THE REQUEST:
Revise the data from the line with "Box powdered sugar for me." up to and including the line with "Box crumpled paper for me." by putting "Outline" in place of "Box" and keeping everything else unchanged. Return only those lines.

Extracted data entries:

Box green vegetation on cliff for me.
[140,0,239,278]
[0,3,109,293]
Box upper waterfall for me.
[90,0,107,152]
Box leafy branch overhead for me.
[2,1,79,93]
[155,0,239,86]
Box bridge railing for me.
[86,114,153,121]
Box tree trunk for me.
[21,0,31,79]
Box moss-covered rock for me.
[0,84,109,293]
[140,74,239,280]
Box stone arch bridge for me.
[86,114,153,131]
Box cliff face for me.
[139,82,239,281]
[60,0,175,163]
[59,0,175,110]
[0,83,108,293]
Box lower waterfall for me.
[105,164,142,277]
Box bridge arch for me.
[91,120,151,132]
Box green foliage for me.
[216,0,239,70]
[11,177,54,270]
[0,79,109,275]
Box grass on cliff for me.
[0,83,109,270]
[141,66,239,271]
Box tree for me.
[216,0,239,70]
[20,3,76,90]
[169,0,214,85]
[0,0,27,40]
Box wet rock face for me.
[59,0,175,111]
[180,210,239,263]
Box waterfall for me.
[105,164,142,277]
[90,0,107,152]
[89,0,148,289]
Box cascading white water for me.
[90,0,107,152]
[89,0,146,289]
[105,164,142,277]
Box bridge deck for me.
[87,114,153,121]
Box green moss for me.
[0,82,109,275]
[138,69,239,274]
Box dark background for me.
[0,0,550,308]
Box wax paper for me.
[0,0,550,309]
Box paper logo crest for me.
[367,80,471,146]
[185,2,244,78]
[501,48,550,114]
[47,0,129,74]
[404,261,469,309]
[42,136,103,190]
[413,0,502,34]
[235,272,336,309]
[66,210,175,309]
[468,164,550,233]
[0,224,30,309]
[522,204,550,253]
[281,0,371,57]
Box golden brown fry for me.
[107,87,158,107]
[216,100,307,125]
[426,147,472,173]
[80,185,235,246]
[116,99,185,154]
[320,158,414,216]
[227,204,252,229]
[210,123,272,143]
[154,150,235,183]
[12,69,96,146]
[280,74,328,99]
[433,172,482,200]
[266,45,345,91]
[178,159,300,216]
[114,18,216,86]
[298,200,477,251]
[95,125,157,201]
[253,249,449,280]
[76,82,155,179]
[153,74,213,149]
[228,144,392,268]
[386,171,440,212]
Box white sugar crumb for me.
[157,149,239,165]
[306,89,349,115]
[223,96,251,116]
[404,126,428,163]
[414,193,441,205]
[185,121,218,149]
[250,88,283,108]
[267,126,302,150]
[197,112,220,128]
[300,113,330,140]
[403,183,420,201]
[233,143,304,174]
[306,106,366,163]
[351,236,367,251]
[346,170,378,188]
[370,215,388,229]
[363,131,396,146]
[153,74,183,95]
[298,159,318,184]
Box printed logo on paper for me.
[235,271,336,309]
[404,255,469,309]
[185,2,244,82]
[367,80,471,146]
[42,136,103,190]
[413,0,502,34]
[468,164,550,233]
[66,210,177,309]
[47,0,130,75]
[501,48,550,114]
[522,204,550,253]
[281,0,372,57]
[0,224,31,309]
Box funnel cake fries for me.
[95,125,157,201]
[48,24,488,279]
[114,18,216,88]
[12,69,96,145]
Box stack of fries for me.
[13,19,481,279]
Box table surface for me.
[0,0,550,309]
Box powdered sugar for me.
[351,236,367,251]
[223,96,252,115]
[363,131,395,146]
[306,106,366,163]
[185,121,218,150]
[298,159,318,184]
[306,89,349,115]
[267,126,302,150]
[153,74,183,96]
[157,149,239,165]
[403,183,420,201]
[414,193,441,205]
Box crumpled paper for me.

* * *

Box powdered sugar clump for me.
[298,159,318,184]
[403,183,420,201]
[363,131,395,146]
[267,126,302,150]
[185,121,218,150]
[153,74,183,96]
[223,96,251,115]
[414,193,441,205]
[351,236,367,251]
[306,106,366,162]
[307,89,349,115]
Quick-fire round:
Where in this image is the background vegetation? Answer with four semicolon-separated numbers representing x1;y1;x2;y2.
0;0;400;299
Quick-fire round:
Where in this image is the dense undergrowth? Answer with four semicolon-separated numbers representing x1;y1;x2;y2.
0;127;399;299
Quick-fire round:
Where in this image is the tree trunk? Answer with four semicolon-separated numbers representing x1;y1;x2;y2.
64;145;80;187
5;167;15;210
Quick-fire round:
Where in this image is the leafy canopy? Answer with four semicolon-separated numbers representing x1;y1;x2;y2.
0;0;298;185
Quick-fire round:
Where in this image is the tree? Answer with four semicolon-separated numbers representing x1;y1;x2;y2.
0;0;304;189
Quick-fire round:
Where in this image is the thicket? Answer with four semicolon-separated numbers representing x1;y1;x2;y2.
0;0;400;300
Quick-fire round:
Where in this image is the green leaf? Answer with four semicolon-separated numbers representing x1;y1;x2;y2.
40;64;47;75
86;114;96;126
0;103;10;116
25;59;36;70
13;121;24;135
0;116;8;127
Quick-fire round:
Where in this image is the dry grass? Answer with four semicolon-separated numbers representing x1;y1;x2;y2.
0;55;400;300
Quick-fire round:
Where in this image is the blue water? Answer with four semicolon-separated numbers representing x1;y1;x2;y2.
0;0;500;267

SOLUTION TO THIS EXERCISE:
Outline powdered sugar for me.
[351,236,367,251]
[223,96,252,115]
[363,131,395,146]
[306,106,366,163]
[185,121,218,150]
[298,159,318,184]
[306,89,349,115]
[267,126,302,150]
[153,74,183,96]
[157,149,239,165]
[403,183,420,201]
[414,193,441,205]
Outline crumpled paper for me.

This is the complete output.